◆ Problem requirements
Copy all of the items below word for word, and leave the pictures out.

++++ Data to use

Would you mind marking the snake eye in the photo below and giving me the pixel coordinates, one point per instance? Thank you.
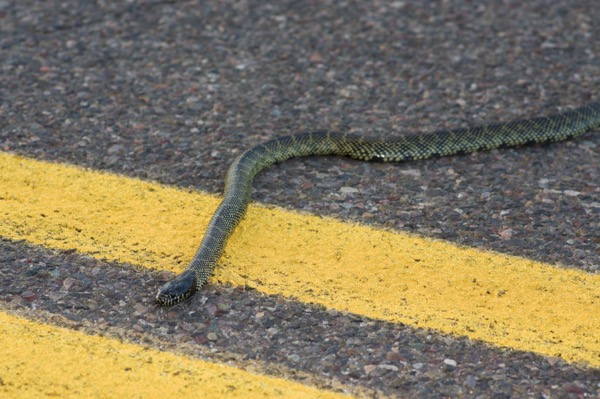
(177, 290)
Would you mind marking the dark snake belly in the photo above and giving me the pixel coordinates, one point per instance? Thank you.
(238, 184)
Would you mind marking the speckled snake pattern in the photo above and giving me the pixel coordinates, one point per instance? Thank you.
(238, 184)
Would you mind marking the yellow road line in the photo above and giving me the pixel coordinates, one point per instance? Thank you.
(43, 360)
(503, 300)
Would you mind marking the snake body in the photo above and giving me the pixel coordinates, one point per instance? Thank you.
(238, 184)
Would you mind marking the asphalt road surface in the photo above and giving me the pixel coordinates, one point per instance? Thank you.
(500, 295)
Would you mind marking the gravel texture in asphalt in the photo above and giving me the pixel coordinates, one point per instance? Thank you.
(172, 91)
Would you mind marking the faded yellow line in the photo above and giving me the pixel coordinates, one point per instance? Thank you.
(503, 300)
(42, 360)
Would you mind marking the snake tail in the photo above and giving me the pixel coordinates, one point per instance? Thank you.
(238, 183)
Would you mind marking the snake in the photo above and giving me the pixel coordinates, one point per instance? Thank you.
(241, 173)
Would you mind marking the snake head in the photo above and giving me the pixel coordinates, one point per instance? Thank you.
(177, 290)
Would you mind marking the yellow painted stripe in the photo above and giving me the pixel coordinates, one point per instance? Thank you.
(503, 300)
(43, 360)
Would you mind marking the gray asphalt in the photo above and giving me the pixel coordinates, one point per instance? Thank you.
(171, 91)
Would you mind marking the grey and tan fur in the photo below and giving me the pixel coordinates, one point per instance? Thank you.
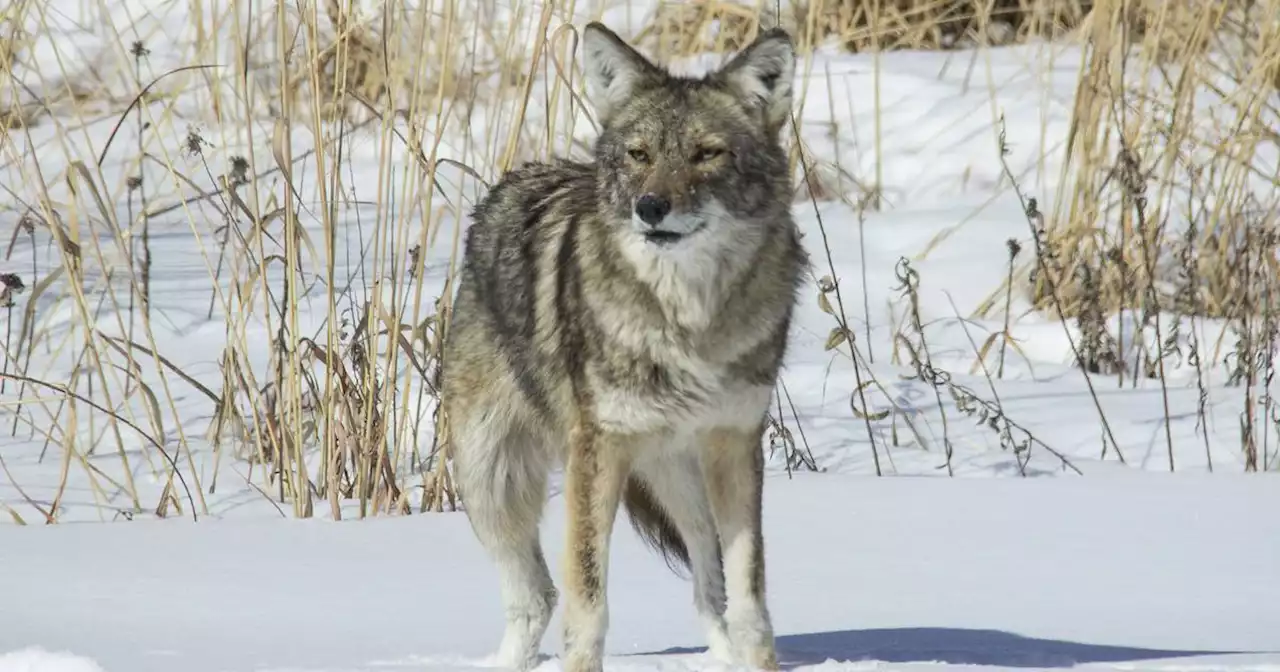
(627, 318)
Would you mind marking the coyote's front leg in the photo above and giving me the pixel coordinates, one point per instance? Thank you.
(595, 471)
(734, 467)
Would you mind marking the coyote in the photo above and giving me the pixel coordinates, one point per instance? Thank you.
(627, 318)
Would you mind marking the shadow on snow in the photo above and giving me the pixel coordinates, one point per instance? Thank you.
(952, 647)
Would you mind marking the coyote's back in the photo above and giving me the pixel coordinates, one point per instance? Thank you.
(629, 316)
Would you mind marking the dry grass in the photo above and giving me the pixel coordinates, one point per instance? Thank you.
(343, 411)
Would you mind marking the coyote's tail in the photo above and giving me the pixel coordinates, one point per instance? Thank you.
(654, 526)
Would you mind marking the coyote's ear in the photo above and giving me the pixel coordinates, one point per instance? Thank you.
(763, 73)
(613, 69)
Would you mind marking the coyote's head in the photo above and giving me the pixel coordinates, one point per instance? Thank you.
(685, 158)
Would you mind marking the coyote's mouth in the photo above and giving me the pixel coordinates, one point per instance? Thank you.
(663, 238)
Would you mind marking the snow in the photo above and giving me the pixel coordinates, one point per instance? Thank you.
(1119, 570)
(1052, 554)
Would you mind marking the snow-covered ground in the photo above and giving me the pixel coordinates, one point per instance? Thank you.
(1114, 571)
(1092, 561)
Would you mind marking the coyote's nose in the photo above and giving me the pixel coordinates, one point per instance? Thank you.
(652, 208)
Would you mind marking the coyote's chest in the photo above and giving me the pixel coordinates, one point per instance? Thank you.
(672, 389)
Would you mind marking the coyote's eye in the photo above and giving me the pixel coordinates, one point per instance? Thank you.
(707, 154)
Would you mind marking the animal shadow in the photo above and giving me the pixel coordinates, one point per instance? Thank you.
(952, 647)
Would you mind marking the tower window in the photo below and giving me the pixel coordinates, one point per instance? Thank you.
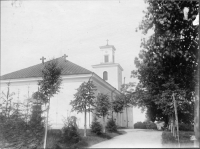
(106, 58)
(105, 75)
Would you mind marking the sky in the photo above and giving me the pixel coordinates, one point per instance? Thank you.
(32, 29)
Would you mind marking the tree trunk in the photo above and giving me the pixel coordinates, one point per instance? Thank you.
(85, 128)
(127, 116)
(46, 126)
(104, 127)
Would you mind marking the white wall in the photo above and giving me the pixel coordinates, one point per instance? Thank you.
(59, 104)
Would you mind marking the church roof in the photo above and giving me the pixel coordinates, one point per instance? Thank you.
(69, 68)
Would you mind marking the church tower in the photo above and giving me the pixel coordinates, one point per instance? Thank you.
(108, 69)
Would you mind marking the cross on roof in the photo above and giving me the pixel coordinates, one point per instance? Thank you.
(65, 56)
(42, 59)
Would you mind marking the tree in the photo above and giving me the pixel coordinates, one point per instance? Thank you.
(19, 128)
(102, 107)
(50, 85)
(118, 105)
(84, 99)
(167, 63)
(6, 103)
(126, 97)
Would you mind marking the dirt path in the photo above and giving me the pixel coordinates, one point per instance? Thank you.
(134, 138)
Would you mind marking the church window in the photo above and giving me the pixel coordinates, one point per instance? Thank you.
(106, 58)
(105, 75)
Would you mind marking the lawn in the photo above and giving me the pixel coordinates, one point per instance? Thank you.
(89, 140)
(169, 141)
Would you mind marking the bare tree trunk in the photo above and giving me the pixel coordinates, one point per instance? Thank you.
(46, 126)
(127, 116)
(85, 128)
(104, 127)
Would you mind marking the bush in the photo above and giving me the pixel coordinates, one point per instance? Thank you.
(70, 133)
(167, 138)
(186, 127)
(140, 125)
(151, 125)
(96, 127)
(111, 126)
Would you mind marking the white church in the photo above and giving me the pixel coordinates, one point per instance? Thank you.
(106, 76)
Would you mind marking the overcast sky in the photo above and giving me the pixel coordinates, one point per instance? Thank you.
(32, 29)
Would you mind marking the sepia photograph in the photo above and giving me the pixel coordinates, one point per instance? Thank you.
(99, 74)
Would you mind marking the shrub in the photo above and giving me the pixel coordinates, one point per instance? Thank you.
(70, 133)
(111, 126)
(167, 137)
(151, 125)
(96, 127)
(140, 125)
(186, 127)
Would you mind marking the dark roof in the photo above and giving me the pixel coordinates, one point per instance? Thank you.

++++++++

◆ Finished exercise
Would you mind marking the snake eye in the photo below and giving me the pixel coordinates, one point per instance? Thank you.
(177, 290)
Would you mind marking the dark snake belly in the photo above and giving me the pixel coordinates, one point per instance? Thank you.
(238, 184)
Would you mind marking the speckled snake pattern in the photo above and giving me the pixel coordinates, one point per instance? Thank you.
(238, 184)
Would you mind marking the yellow road line in the photo above and giving me the pixel coordinates, one point per instance? Thank you.
(43, 360)
(503, 300)
Would you mind marking the snake body in the photo above and giving me the pixel coordinates, one point per instance? Thank you.
(238, 184)
Would you mind marking the asphalt road surface in the photo above and giving me the pixel coordinates, one point per instance? Thank you.
(500, 295)
Would you mind marking the gravel texture in asphalt in the photo above and giving me the pixel coordinates, one point per instance? Thank you.
(172, 91)
Would you mind marking the faded yellow line in the photo above and giving me the pixel coordinates, one point per instance? Thank you.
(503, 300)
(42, 360)
Would you mind marking the snake tail in the photo above and giving me the pixel coordinates, one point per instance? Thank you.
(238, 183)
Would you mind marking the snake in the photo above and giving me the pixel coordinates, one point per instance? Thank you.
(241, 173)
Would you mind marking the snake head in the photo above and giving me the pixel coordinates, one point per instance? Thank you.
(177, 290)
Would you mind marking the yellow painted stripe in the photo above and giving me the pixel coordinates, one point per instance? Thank you.
(503, 300)
(43, 360)
Would you mind marking the gray asphalt in the photo above and giving me the pixel coordinates, one point per instance? Thank you.
(171, 91)
Would you mind marking the grey and tan fur in the photo below and giving me the pixel coordinates, one point per instance? Thank you.
(627, 318)
Would you mind marking the coyote's front leg in the photo above and giving me the pixel coordinates, one point per instance? Thank you.
(595, 471)
(734, 467)
Would you mind marking the coyote in the photo above and giving me the pixel coordinates, one point per instance? Thank you.
(627, 318)
Would you mind marking the shadow on snow in the photo above and giving me the pixel coordinates, one point per instance? Thank you.
(952, 647)
Would you mind marking the coyote's back in the photo above and giving me the pixel coordinates, one point per instance? Thank you.
(629, 316)
Would you mind marking the dry grass in the photo above and giving me the pixel coordinates, one point per instance? Thank you.
(343, 411)
Would you mind marking the coyote's tail in the photo above and giving me the pixel coordinates, one point per instance? Thank you.
(654, 526)
Would you mind marking the coyote's ear in the photo above and giving me the pixel coordinates, one point per instance? Thank you.
(763, 73)
(613, 69)
Would you mind marking the coyote's head in the photo above and giving me the pixel coordinates, one point per instance? Thank you.
(685, 158)
Would you mind marking the coyote's mouth in the photo above and giving me the pixel coordinates, one point per instance? Thank you.
(663, 238)
Would you mind marking the snow in the photo above and giving me the pixel coordinates, one point per instance? Thank you.
(1119, 570)
(1052, 554)
Would you mind marking the snow-covered ground in the photo above and giving me the pixel coordinates, one point per instance? Thank you.
(1114, 571)
(1092, 561)
Would you mind marking the coyote's nose in the photo above and giving me the pixel coordinates, one point per instance? Thank you.
(652, 208)
Would you mind marking the coyote's chest in the photo above and giving me the pixel coordinates, one point per instance? Thank you.
(672, 389)
Would you mind marking the coyote's eye in the photo above and giving me the pixel coordinates, one point per instance? Thank you.
(707, 154)
Would you mind marking the animal shadow in the photo above and giving me the pixel coordinates, one point per instance? Thank you.
(952, 647)
Would you mind marking the tower window in the photo below and giving me the pixel coordinates, one point per instance? Thank you.
(106, 58)
(105, 75)
Would you mind marking the sky in the photo above and giving me the pixel coordinates, one point per instance? Thank you.
(32, 29)
Would you mind marking the tree trunk in the photo above and giving me the pixel coordinates, one point per instance? Thank you.
(85, 128)
(127, 116)
(46, 126)
(104, 127)
Would you mind marking the white wall in the photo above and giving me the pixel coordinates, one point per instance? Thank you.
(59, 104)
Would you mind marking the church roof in the photo above and giving me the pixel coordinates, one point per instance? Thank you.
(69, 68)
Would you mind marking the church tower in the photo above and giving me the pixel coordinates, one point per instance? Thank you.
(108, 69)
Would you mind marking the cross on roof in the photo above and giving me the pixel coordinates, one point per instance? Thank you.
(65, 56)
(42, 59)
Would you mind marking the tree in the photo above and giving me the pixel coordinates, one point per instance? Thank you.
(19, 128)
(102, 107)
(50, 85)
(118, 105)
(84, 99)
(167, 63)
(6, 103)
(126, 97)
Would you mind marking the dirt path in the photo above and giving me the pixel coordinates, one point per instance? Thank you.
(134, 138)
Would you mind marking the church window in the photo above and giving me the pixel coordinates, one point per instance? Thank you.
(106, 58)
(105, 75)
Would you mind marking the lawn in the photo above and giving me the pixel coordinates, one point per instance? Thank you.
(89, 140)
(169, 141)
Would you mind marking the bare tree trunk in the photo above and giving me the pixel coordinates, one point per instance? Thank you.
(46, 126)
(127, 116)
(85, 128)
(104, 127)
Would you mind marking the bush in the photo above and giving me the pixel coordinates, one point per instance? Thank you.
(70, 133)
(167, 138)
(186, 127)
(140, 125)
(151, 125)
(96, 127)
(111, 126)
Would you mind marking the white church in the photo above and giving me the pixel coordinates, one point per instance? Thank you.
(106, 76)
Would you mind marking the overcast sky in the photo above and giving me the pixel coordinates, one point per instance? Thank you.
(32, 29)
Would you mind marking the sepia photograph in the photo above and giving me the pixel coordinates, one point per instance? Thank you.
(99, 74)
Would you mind marking the shrub in the photo above and giving me the pixel coordinates, one point per instance? Thank you.
(70, 133)
(111, 126)
(167, 137)
(151, 125)
(96, 127)
(140, 125)
(186, 127)
Would you mind marking the dark roof in the photo above and giving me the pixel coordinates, one point per instance? Thank you.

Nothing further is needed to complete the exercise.